====== Texto de lectura ======
Al bajar de las áridas colinas del centro de La Capadocia,
después de visitar Derinkuyu, la ciudad subterránea a la que me
resistí a entrar por una claustrofobia inesperada, el guía turístico
preguntó si alguien prefería quedarse, por su cuenta, en la pequeña
ciudad de Göreme, camino del hotel en Ávanos, o si ya el cansancio
les reclamaba descansar en el silencio de la habitación.
Más se demoró el turco en hacer la propuesta que levantarnos los
dos de nuestro asiento y bajarnos en la primera esquina de esta
población extraña y misteriosa. Y distinta a todo lo que habíamos
visto hasta ahora, no solo en Turquía sino en los países adonde
nos había llevado nuestra tardía vocación de gitanos. Allí, cada
calle decidía su propio derrotero, achicándose o ensanchándose
de acuerdo con los caprichos del terreno, o desapareciendo a
la entrada de las famosas “chimeneas”, como llaman a esas
formaciones fantasmales, altas y delgadas, labradas hace siglos
en un descuido de la naturaleza, para asombro y admiración de la
humanidad.
Nos desentendimos del polvorín de las calles y del furioso calor del
verano para poder entrar en ese laberinto sobrecogedor donde,
al lado de tiendas mal surtidas y ventorrillos de jugos milagrosos,
hoteles “boutique” sin estrellas ofrecían comodidades difíciles de
creer, más propias de Alí Babá y sus cuarenta ladrones.
====== Datos almacenados ======
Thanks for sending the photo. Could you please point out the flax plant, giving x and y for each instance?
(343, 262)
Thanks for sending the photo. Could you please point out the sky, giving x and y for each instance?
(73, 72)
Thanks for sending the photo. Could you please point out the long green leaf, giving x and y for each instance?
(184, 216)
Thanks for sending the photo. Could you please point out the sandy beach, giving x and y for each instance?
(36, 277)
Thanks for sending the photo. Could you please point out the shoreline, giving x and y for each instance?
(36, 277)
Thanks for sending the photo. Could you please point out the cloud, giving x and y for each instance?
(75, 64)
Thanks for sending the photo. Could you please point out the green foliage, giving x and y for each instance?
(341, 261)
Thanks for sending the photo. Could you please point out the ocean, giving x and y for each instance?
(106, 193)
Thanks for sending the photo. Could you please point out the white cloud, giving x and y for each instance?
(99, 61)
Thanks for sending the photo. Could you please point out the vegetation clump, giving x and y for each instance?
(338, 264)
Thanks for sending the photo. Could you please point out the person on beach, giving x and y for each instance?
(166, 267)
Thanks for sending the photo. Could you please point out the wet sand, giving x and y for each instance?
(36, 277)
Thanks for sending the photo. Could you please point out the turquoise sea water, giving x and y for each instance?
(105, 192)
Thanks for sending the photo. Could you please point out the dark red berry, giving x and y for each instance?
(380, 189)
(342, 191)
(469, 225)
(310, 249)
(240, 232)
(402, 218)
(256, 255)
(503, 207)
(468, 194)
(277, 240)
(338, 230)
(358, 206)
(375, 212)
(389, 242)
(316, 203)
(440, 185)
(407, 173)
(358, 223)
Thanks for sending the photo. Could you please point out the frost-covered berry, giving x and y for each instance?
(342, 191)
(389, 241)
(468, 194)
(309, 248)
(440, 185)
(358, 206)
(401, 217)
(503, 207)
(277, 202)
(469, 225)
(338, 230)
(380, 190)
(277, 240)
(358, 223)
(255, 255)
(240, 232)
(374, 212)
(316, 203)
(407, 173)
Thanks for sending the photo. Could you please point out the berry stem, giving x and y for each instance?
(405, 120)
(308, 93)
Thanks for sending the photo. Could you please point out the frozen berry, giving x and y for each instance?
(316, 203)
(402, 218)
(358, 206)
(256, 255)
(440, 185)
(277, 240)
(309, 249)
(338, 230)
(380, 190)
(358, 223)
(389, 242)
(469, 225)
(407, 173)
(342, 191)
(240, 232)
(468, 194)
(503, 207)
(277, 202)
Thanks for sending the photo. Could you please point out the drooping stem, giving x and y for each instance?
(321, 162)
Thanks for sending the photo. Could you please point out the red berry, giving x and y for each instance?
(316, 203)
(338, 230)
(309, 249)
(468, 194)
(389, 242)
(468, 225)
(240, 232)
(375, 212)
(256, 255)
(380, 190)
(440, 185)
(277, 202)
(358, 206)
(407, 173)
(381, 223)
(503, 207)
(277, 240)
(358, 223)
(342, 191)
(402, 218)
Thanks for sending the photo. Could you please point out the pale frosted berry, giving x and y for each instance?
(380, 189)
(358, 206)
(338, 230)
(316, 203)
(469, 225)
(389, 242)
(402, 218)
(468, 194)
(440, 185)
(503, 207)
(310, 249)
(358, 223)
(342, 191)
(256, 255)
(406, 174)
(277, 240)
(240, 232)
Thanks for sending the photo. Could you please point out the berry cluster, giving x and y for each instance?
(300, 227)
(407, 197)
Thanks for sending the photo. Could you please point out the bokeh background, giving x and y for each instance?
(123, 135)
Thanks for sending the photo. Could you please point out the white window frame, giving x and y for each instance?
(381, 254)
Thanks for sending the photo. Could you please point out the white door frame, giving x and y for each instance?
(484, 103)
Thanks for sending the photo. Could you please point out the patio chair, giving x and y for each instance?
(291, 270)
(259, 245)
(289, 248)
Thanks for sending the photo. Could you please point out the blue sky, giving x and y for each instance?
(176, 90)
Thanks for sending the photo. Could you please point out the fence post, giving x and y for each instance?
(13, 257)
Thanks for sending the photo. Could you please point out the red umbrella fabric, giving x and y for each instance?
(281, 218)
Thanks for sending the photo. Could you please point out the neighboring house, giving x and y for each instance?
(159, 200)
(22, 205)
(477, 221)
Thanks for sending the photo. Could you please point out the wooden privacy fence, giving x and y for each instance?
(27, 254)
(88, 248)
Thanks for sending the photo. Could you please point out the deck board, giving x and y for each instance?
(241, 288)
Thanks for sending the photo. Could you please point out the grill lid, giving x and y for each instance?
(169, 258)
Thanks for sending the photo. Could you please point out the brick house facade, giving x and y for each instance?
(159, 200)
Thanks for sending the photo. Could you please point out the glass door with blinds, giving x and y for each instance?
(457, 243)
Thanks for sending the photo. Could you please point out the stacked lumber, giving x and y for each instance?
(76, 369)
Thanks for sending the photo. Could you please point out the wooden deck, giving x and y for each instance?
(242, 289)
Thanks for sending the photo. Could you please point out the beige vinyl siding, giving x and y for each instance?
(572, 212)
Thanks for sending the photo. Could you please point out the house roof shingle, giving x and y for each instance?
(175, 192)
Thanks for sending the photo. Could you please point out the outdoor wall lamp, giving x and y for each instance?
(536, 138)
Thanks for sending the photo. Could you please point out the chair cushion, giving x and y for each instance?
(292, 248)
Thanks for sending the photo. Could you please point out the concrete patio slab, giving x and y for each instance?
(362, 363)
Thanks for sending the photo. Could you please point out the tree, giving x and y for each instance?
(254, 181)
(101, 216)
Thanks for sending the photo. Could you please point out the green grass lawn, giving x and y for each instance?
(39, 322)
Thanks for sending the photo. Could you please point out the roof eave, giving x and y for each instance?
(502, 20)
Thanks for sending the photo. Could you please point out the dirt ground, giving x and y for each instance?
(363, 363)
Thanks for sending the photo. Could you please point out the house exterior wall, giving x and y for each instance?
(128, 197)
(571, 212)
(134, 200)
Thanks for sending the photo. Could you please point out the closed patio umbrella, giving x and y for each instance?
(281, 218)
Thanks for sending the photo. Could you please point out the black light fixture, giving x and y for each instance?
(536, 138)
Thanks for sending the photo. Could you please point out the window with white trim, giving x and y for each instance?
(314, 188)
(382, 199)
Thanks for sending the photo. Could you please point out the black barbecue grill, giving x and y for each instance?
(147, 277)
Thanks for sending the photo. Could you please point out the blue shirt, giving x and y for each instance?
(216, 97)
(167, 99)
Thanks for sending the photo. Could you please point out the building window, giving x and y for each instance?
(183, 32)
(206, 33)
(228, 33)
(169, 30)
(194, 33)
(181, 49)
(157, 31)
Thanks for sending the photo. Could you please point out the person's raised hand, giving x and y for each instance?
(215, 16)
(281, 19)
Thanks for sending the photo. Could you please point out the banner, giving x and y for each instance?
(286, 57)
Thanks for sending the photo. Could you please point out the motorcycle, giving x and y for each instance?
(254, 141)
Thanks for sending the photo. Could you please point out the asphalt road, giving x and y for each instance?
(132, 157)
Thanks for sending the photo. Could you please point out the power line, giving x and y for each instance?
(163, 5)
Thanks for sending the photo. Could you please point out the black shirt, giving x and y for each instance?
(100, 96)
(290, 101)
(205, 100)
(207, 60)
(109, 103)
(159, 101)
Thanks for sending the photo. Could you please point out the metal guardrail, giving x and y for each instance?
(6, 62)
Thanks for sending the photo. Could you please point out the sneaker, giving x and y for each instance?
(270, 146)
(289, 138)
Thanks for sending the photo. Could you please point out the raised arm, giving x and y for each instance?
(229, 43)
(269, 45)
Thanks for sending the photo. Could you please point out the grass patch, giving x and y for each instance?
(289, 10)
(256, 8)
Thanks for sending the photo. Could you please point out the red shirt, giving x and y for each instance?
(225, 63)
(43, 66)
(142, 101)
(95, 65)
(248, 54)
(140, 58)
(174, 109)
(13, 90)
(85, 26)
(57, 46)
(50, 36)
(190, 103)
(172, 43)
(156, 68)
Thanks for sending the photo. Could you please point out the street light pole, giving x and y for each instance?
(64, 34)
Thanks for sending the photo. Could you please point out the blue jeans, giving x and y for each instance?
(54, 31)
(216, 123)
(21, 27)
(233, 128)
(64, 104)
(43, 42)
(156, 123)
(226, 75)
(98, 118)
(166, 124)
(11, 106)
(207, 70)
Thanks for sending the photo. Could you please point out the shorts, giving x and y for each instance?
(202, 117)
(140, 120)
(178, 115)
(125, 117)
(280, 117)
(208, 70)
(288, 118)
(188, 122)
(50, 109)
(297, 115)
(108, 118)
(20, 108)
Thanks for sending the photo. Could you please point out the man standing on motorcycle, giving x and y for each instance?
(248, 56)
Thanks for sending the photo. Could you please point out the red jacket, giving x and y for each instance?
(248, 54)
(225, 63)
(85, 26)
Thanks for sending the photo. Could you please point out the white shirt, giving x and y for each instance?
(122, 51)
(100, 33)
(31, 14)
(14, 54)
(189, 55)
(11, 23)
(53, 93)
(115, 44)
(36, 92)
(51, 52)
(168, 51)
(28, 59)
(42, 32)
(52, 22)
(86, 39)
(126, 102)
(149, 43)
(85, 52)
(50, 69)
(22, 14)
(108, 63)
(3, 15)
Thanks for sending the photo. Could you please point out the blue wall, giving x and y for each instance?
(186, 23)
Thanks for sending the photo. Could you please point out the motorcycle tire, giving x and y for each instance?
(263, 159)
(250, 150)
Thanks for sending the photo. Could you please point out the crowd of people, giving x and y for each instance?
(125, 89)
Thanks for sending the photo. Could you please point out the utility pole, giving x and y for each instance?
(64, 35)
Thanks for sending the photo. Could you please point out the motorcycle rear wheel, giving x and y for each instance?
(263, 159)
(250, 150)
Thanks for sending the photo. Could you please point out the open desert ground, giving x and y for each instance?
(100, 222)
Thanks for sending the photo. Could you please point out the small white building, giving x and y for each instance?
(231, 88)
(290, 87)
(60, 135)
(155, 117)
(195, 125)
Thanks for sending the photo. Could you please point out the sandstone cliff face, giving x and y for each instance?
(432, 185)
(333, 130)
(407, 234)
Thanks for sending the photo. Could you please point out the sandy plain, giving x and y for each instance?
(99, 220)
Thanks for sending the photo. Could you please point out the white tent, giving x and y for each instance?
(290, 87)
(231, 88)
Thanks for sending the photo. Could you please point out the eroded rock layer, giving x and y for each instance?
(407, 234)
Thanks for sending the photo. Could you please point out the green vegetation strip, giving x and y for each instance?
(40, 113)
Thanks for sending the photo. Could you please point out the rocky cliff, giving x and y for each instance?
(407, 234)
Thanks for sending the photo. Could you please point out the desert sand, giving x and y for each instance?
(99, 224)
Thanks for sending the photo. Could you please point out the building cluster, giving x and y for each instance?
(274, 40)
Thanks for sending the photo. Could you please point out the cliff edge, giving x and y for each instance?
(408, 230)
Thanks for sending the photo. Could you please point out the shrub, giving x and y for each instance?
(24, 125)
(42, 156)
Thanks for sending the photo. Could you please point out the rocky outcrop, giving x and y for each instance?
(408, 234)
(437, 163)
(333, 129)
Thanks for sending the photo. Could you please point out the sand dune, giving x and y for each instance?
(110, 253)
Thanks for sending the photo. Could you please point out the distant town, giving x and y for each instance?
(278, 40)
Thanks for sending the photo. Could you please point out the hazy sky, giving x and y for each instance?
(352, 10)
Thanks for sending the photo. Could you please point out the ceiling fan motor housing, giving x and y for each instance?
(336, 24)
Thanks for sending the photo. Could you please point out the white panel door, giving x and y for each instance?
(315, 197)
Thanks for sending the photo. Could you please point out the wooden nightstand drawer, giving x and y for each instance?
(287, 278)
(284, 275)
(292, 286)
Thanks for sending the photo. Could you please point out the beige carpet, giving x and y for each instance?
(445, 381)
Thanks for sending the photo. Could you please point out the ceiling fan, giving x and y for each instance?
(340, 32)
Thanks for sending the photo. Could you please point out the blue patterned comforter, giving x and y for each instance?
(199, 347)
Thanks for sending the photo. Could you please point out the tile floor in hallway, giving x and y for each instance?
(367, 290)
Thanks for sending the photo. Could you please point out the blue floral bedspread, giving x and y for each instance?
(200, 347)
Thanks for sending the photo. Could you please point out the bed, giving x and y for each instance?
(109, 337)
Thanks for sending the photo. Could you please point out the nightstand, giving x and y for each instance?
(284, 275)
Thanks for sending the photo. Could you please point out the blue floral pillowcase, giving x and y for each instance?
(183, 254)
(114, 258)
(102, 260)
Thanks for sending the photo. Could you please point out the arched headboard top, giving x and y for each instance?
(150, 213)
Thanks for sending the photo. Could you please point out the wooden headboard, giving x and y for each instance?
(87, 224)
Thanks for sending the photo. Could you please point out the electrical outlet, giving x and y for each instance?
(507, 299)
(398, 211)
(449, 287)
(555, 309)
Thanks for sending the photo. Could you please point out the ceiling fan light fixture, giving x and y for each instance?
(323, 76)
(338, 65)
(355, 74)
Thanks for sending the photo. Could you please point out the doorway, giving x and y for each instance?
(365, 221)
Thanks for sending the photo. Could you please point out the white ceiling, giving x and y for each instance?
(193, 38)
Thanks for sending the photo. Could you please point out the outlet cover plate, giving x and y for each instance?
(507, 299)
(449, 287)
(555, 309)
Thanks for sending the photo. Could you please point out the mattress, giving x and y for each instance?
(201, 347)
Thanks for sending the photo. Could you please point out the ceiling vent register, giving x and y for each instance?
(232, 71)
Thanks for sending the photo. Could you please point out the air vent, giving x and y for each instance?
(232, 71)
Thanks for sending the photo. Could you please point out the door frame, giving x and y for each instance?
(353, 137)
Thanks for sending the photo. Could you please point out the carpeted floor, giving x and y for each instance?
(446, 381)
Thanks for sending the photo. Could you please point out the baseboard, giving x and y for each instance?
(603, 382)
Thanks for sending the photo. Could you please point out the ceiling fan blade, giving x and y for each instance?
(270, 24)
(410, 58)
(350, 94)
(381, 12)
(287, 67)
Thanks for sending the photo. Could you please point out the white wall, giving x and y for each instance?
======
- **Ejercicios por resolver**:
**1)** Reescribe de forma más breve el párrafo del texto sobre Göreme que comienza con "Más se demoró el turco" y conserva sus hechos principales.
**2)** Responde, según el texto sobre Göreme, a las siguientes preguntas:
(a) ¿Qué ciudad subterránea se visitó antes de bajar de las colinas?
(b) ¿En qué lugar estaba el hotel?
(c) ¿Qué ofrecían los hoteles "boutique" sin estrellas?
**3)** Retoma el texto sobre Göreme a partir de su última oración y continúa el relato.

- **Respuestas por ejercicio**:
**1)** Apenas el guía turco hizo la propuesta, los dos nos levantamos y nos bajamos en la primera esquina de Göreme. Era una población extraña y misteriosa, distinta a todo lo visto hasta entonces en Turquía y en los demás países recorridos. Sus calles seguían su propio rumbo: se estrechaban o se ensanchaban según el terreno, o desaparecían a la entrada de las "chimeneas". Así llaman a unas formaciones altas y delgadas que la naturaleza labró hace siglos.

**2)**
(a) Derinkuyu.
(b) En Ávanos.
(c) Comodidades difíciles de creer, más propias de Alí Babá y sus cuarenta ladrones.

**3)**
Pero allí estaban y eran muchos, algunos con nombres cargados de
historia como el “Spelunca”, (cueva, en latín) como si hubiera sido
fundado por un romano en los tiempos remotos del Imperio.
Más arriba, coronando una pequeña cuesta, una delgada mujer
nos invitaba a conocer su hogar, que no era otra cosa que el remate
de una “chimenea” convertido en una sola habitación cubierta
de alfombras, ya sin fuerzas para emprender el vuelo soñado en
nuestra infancia.
– “Huele y no a ámbar”, le dije a Elsa pues allí no se veía nada
que se pareciera a un baño y el fuerte olor de la dueña de
casa lo confirmaba.
– Tenga usted estas monedas, mi señora, y adiós.
En turco solo sé decir “Galatasaray”, el nombre del equipo donde
jugó Farid Mondragón como portero, de manera que lo único que
hice fue pasarle en silencio dos liras a la supuesta odalisca de la
chimenea y retomar el camino escaleras abajo.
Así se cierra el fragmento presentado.